*PASSAGE PROVIDED*
#####

François Louis Julien Simon Héron (1746-1796) was a French revolutionary and an agent of the Committee of General Security.

Biography 
Louis Heron was the son of Jean Heron (a tobacco farmer) and Judith Costar. He married Modeste-Anne-Jeanne Desbois, daughter of Étienne-Benoist Desbois and Modeste-Charlotte Helvant, on August 12, 1777 in Cancale.

He became quartermaster to the Count of Artois before serving as a naval officer from 1778 to 1784.

Lieutenant of the Sartine in 1782 (owned by Joseph-Denis Goguet, shipowner in La Rochelle), he sailed in May 1784 to Havana, with the mission of buying a million piastres on behalf of Minister Calonne, this million corresponding to the debt of one million piastres owed by the Spanish government to Cabarrus and Lalanne of Madrid in September 1782.

When he got back to France after the seven-month trip, the minister refused to grant him the compensation to which he thought he was entitled.

During the French Revolution, he befriends Jean-Paul Marat and participates to the most defining events, including the Insurrection of 10 August 1792 where he commanded the Marseille battalion. According to Gabriel Jérôme Sénar, Héron also partook to the September Massacres.

#####

*DATASET EXCERPT*
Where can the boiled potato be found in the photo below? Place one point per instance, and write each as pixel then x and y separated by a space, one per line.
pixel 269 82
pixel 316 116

#####

*DIRECTIVES*
A: Reproduce the passage on François Héron word for word, starting at "He became quartermaster" and ending at "in September 1782.".
B: According to the passage on François Héron, which battalion did he command during the Insurrection of 10 August 1792?
Work only from the passage on François Héron, not from the material.

*TASK SOLUTIONS*
A:
He became quartermaster to the Count of Artois before serving as a naval officer from 1778 to 1784.

Lieutenant of the Sartine in 1782 (owned by Joseph-Denis Goguet, shipowner in La Rochelle), he sailed in May 1784 to Havana, with the mission of buying a million piastres on behalf of Minister Calonne, this million corresponding to the debt of one million piastres owed by the Spanish government to Cabarrus and Lalanne of Madrid in September 1782.

B: The Marseille battalion.